# Text under study
This argues for further growth in employment, a lower unemployment rate (we expect it to bottom at 3.3% by the end of the year, its lowest level since 1976) and higher wages growth.
Wages growth across industries
The closure of the international border caused a big disruption to industries who rely on skilled migrants and short-term workers to fill employment gaps. Theoretically, shortages of workers should put upwards pressure on wages if firms have to compete for staff.
Job openings data by industry can be an indicator of worker shortages, as high vacancies may be a sign that firms have difficulties in filling jobs. National job openings are 2.9% (as a share of total employment and job openings) but are highest in construction (20%, well up from 10% pre-Covid) and manufacturing (15% versus 5% pre-Covid). High vacancies reflect the boom in these industries, which have both had a big increase in demand over the past 2½ years. Both industries only have a low to moderate share of short-term workers.
Across the industries that have the highest reliance on short-term foreign workers (measured by the number of employees who are recent arrivals as a share of employment), job openings have mostly risen since the start of the pandemic. The job openings rate in accomodation and food services is high at over 13% versus ~4.5% pre-covid, administration & support is at 13% a little bit above the 12% pre-covid, professional services is at 18% compared to 11% pre-covid while transport, postal and warehousing has a low job openings rate of 1% which hasn’t moved much since 2020.

# Explore the material
1. Summarize the passage on wages growth across industries in two sentences.
2. Continue the passage on wages growth across industries from its final sentence.
The lines that come next are not needed for working with the passage on wages growth across industries.

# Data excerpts
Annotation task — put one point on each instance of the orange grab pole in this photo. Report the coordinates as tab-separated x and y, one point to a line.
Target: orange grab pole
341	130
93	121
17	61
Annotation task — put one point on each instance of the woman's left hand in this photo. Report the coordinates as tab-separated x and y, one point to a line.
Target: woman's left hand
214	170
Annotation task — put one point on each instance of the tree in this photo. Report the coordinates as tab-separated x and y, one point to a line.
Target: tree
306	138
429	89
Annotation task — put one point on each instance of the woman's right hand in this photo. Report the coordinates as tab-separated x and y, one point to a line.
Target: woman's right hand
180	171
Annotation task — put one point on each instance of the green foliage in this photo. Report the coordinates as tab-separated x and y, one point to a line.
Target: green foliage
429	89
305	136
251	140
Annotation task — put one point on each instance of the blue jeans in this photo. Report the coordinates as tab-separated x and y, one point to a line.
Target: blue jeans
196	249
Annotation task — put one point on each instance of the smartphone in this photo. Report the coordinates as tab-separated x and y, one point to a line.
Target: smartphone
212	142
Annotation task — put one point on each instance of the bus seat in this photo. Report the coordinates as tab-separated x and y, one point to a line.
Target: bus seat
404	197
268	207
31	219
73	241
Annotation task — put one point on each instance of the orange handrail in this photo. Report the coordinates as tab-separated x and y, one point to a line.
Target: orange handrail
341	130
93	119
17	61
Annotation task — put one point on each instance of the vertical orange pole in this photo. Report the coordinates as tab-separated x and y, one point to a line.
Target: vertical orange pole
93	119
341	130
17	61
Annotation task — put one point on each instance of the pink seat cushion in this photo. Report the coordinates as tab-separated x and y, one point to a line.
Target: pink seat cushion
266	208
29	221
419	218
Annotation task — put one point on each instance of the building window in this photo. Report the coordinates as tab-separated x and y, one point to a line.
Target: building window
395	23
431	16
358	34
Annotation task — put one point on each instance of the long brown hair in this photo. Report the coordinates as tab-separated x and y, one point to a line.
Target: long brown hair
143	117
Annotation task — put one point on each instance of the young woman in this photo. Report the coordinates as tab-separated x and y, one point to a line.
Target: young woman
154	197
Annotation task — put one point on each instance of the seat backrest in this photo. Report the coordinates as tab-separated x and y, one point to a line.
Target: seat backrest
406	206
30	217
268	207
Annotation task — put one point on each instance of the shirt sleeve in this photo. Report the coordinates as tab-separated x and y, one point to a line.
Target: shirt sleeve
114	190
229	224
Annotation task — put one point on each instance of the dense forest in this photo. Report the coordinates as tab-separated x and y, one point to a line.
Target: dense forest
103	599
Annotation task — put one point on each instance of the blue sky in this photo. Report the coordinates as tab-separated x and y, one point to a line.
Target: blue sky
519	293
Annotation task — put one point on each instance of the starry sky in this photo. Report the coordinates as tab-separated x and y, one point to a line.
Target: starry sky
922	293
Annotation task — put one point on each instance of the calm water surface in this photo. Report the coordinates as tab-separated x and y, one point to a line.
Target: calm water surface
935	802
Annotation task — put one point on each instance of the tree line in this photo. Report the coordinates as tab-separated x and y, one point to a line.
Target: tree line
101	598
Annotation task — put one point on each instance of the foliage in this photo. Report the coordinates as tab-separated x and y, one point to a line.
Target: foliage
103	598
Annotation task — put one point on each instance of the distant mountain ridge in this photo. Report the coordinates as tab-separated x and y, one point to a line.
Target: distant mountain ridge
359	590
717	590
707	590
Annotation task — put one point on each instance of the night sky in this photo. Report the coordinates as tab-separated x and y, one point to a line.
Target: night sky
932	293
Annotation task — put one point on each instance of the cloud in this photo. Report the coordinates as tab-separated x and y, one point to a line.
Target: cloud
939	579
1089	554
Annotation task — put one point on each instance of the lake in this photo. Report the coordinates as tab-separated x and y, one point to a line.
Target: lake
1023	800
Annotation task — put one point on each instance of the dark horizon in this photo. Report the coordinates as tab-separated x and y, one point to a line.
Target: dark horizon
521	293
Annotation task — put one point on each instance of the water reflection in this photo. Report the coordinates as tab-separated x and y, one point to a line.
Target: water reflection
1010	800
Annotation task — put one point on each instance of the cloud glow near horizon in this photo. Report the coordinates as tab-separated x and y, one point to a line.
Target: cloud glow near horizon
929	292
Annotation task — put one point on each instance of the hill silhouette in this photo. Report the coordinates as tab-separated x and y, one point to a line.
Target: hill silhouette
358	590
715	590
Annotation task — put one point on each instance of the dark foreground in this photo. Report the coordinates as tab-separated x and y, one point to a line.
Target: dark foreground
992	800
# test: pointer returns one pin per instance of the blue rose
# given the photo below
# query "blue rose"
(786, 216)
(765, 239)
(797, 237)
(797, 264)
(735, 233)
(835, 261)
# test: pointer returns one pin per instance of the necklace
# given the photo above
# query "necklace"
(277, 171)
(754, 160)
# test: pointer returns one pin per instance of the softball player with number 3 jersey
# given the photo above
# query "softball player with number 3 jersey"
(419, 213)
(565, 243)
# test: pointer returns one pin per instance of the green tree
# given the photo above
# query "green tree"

# Expected responses
1. The border closure disrupted industries that rely on skilled migrants and short-term workers, and job openings, a possible sign of worker shortages, are 2.9% nationally but highest in construction (20%) and manufacturing (15%), reflecting booms in those industries. Among the industries most reliant on short-term foreign workers, job openings have mostly risen since the start of the pandemic, though transport, postal and warehousing remains low at 1%.

2.
The flow-through to higher wages from worker shortages is not very evident in the data which could be becaue of lags in the enterprise bargaining and award systems (wages inertia). Wages in accomodation & food services have picked up significantly (up by 3.5% over the year to December) but this reflects prior weakness in 2020 (when wages in the industry actually fell), professional, scientific and technical services wages growth has been a tad firmer than average at 2.5% per annum, transport, postal and warehousing wages growth remains low at 1.8% per annum and administration and support services wages growth is also low (2% per annum).
If the closure of the international border didn’t have a significant upwards impact on wages across industries most reliant on immigrants, then the resumption of international arrivals should not put too much downward pressure on wages. So far, the pace of arrivals has been slow to restart (see the chart below).
Wages growth is expected to pick up in 2022/23 from a tighter labour market (as the underutilisation rate has fallen to its lowest level since 2008), a lift in the minimum wage, larger pay rises for public sector health care workers and higher inflation which will urge employees to demand higher wage increases. The high inflation environment and the expected pick-up in wages growth should see the RBA lift the cash rate further and we expect the cash rate to end the year at 2% and 2.5% by mid-2023. If wages growth is slower to pick-up, the RBA may be less aggressive in its tightening cycle.
The opening of international borders could see a reduction in job vacancies but this is unlikely to put too much downward pressure on wages as there is not much evidence to suggest that wages growth increased significantly over the few years of the pandemic in industries that are most reliant on temporary foreign workers.
The pick-up in wages growth is unlikely to match the lift in inflation (we see wages running close to 3.5% by the end of the year and headline inflation to be at 6%) which means that consumers will still be facing real wage declines until inflation slows (we see inflation declining to around 3.3% by mid-2023) which is negative for consumer spending.